--- WORK TO BE COMPLETED ---
Your task is to print each record exactly as it reads.

(AVAILABLE RECORDS)

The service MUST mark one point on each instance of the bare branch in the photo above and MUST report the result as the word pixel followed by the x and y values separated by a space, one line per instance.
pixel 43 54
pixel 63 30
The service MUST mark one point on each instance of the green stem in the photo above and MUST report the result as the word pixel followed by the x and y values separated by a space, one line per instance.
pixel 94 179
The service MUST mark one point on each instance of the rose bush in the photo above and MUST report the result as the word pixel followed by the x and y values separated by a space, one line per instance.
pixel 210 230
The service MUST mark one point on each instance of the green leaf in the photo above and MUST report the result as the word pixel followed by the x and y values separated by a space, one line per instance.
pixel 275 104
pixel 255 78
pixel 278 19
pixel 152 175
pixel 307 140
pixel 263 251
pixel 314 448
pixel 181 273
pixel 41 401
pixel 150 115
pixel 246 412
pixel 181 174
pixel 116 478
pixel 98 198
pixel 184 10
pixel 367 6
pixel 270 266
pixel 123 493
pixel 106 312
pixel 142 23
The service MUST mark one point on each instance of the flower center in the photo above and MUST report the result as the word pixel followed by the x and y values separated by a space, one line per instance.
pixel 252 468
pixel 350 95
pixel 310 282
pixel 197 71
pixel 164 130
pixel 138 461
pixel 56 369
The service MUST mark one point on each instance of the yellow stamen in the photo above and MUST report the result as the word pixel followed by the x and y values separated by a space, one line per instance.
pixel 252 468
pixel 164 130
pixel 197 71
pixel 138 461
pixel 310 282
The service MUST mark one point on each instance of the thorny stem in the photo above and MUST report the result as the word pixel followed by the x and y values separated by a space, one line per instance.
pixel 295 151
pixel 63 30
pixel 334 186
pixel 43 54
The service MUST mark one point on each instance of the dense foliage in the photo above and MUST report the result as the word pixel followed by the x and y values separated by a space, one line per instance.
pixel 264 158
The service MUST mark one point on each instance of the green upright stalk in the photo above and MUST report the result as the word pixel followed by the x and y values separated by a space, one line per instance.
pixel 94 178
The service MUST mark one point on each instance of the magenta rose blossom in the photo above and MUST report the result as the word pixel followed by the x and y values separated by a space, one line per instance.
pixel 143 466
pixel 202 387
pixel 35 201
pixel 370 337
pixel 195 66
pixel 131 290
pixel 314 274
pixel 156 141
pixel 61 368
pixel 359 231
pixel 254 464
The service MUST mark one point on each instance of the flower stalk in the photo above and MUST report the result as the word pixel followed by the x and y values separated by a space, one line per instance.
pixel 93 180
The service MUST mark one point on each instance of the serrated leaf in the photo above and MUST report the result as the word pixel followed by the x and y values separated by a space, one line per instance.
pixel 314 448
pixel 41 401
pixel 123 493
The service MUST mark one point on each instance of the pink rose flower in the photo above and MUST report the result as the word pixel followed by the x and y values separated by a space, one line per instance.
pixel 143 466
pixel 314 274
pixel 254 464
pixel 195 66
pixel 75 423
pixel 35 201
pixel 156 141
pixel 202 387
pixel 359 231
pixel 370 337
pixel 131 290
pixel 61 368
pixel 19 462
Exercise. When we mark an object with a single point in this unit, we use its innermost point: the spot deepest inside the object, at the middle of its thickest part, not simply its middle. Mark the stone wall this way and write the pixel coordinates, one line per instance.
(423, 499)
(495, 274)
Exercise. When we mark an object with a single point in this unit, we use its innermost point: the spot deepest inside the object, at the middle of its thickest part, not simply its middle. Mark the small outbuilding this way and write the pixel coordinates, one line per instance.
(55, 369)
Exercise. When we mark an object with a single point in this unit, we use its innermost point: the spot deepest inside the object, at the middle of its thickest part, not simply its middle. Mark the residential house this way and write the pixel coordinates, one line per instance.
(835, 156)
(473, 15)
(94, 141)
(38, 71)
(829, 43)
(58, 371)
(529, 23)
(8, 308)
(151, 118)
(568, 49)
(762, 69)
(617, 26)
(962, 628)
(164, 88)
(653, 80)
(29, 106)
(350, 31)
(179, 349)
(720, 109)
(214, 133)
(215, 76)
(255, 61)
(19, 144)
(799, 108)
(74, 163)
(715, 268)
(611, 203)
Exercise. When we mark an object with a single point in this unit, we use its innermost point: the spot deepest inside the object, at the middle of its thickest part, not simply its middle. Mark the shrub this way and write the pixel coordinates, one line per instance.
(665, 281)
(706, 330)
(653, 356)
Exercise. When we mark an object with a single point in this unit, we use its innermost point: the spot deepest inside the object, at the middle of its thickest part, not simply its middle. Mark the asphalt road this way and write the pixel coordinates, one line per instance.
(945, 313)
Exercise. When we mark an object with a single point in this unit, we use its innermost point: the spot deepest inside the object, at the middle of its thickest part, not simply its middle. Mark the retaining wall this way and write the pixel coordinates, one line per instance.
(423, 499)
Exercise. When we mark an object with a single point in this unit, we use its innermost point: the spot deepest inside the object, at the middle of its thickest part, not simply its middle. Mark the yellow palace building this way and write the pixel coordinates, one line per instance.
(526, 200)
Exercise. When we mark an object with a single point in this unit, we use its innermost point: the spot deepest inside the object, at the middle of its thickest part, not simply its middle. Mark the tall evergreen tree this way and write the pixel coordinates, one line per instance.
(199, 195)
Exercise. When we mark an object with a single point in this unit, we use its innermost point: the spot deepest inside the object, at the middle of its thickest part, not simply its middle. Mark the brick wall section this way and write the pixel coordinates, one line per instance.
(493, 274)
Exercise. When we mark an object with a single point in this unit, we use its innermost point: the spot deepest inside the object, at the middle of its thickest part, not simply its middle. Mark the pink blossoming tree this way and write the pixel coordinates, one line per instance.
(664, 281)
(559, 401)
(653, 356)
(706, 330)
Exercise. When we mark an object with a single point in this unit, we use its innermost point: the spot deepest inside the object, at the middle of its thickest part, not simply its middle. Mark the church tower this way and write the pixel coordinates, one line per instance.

(End AVAILABLE RECORDS)

--- ANSWER SECTION ---
The service MUST mark one point on each instance of the bare branch in the photo above and MUST report the result as the word pixel followed by the x and y values separated by a space, one line per instance.
pixel 43 54
pixel 63 30
The service MUST mark one point on each instance of the green stem in the photo above and MUST report the result as the word pixel followed by the x and y values separated by a space, one line per instance.
pixel 94 179
The service MUST mark one point on each instance of the rose bush in the photo above and MUST report the result as the word pixel followed by the x and y values separated by a space, one line per instance.
pixel 210 230
The service MUST mark one point on each instance of the green leaf in the photo above and MUST report the result as the word pixel followed by the x and y values separated by a space, one line per instance.
pixel 275 104
pixel 255 78
pixel 278 19
pixel 152 175
pixel 307 140
pixel 263 251
pixel 314 448
pixel 181 273
pixel 41 401
pixel 150 115
pixel 246 412
pixel 181 174
pixel 116 478
pixel 98 198
pixel 184 10
pixel 367 6
pixel 270 266
pixel 123 493
pixel 106 312
pixel 142 23
The service MUST mark one point on each instance of the flower center in the photo above and MUST report the result as the word pixel followed by the x and y values separated by a space, one line per instance.
pixel 252 468
pixel 350 95
pixel 310 282
pixel 197 71
pixel 164 130
pixel 138 461
pixel 56 369
The service MUST mark one point on each instance of the yellow stamen in the photo above and MUST report the result as the word pixel followed by the x and y values separated by a space, one line per instance.
pixel 252 468
pixel 164 130
pixel 197 71
pixel 138 461
pixel 310 282
The service MUST mark one point on each instance of the thorny stem in the photo above and MUST report the result as the word pixel followed by the x and y values separated by a space, one line per instance.
pixel 295 151
pixel 63 30
pixel 334 186
pixel 43 54
The service MUST mark one point on each instance of the dense foliage in the photo above and MUST report the result as the word pixel followed by the x and y values separated by a space, one line per instance.
pixel 264 158
The service MUST mark one point on each instance of the green upright stalk in the photo above and MUST report the result as the word pixel followed by the x and y values separated by a space, one line per instance.
pixel 94 178
The service MUST mark one point on each instance of the magenta rose blossom in the photo above and MUST report the result as the word pixel followed by the x and y values separated by a space, one line per instance.
pixel 143 466
pixel 202 387
pixel 35 201
pixel 370 337
pixel 195 66
pixel 131 290
pixel 314 274
pixel 156 141
pixel 61 368
pixel 359 231
pixel 254 464
The service MUST mark one point on each instance of the flower stalk in the photo above and MUST report the result as the word pixel followed by the x and y values separated by a space, one line per instance.
pixel 93 180
The service MUST mark one point on each instance of the serrated leaf in the photo above and MUST report the result as the word pixel followed by the x and y values separated by a space, one line per instance.
pixel 314 448
pixel 41 401
pixel 123 493
The service MUST mark one point on each instance of the pink rose flower in the photo above and MUST report the result as the word pixel followed by the x and y values separated by a space, one line per instance.
pixel 143 466
pixel 314 274
pixel 254 464
pixel 195 66
pixel 75 423
pixel 35 201
pixel 156 141
pixel 202 387
pixel 359 231
pixel 370 337
pixel 131 290
pixel 61 368
pixel 19 462
Exercise. When we mark an object with a single point in this unit, we use its innermost point: the spot deepest inside the object, at the middle of its thickest part, not simply its middle. Mark the stone wall this way and write the pixel coordinates, one line per instance.
(423, 499)
(495, 274)
Exercise. When we mark an object with a single point in this unit, we use its innermost point: the spot deepest inside the object, at the middle of its thickest part, not simply its middle. Mark the small outbuilding this way and write the pixel coordinates, one line per instance.
(55, 369)
Exercise. When we mark an object with a single point in this unit, we use its innermost point: the spot deepest inside the object, at the middle of its thickest part, not simply its middle. Mark the residential house this way and write the pixel coordinates, one line per instance.
(835, 156)
(473, 15)
(94, 141)
(38, 71)
(829, 43)
(58, 371)
(529, 23)
(8, 308)
(151, 118)
(568, 49)
(762, 69)
(617, 26)
(962, 628)
(164, 88)
(653, 80)
(29, 106)
(350, 31)
(179, 349)
(720, 109)
(214, 133)
(215, 76)
(255, 61)
(19, 144)
(799, 108)
(74, 163)
(715, 268)
(611, 203)
Exercise. When we mark an object with a single point in this unit, we use its innermost point: the spot deepest inside the object, at the middle of its thickest part, not simply its middle. Mark the shrub this way and write the pixel coordinates, one line per instance.
(665, 281)
(706, 330)
(653, 356)
Exercise. When we mark an object with a single point in this unit, we use its innermost point: the spot deepest inside the object, at the middle of its thickest part, not simply its middle. Mark the asphalt road this way and write the pixel coordinates, one line per instance.
(945, 313)
Exercise. When we mark an object with a single point in this unit, we use its innermost point: the spot deepest inside the object, at the middle of its thickest part, not simply its middle. Mark the retaining wall this way and write the pixel coordinates, one line per instance.
(423, 499)
Exercise. When we mark an object with a single point in this unit, we use its innermost point: the spot deepest inside the object, at the middle of its thickest part, not simply its middle. Mark the yellow palace building this way and write the pixel coordinates, one line per instance.
(526, 200)
Exercise. When we mark an object with a single point in this unit, we use its innermost point: the spot deepest inside the object, at the middle of its thickest part, not simply its middle. Mark the tall evergreen tree this way and write the pixel coordinates, one line per instance.
(199, 195)
Exercise. When we mark an object with a single point in this unit, we use its innermost point: the spot deepest inside the object, at the middle of its thickest part, not simply its middle. Mark the brick wall section this way and write the pixel coordinates, one line per instance.
(493, 274)
Exercise. When we mark an object with a single point in this unit, we use its innermost point: the spot deepest inside the object, at the middle of its thickest part, not simply its middle. Mark the pink blossoming tree this way and write the pixel coordinates, one line per instance.
(664, 281)
(559, 401)
(653, 356)
(706, 330)
Exercise. When we mark an object with a single point in this unit, we use its innermost point: the spot deepest inside the object, at the middle of its thickest part, not simply its middle. Mark the church tower this way and write the pixel coordinates, one line per instance.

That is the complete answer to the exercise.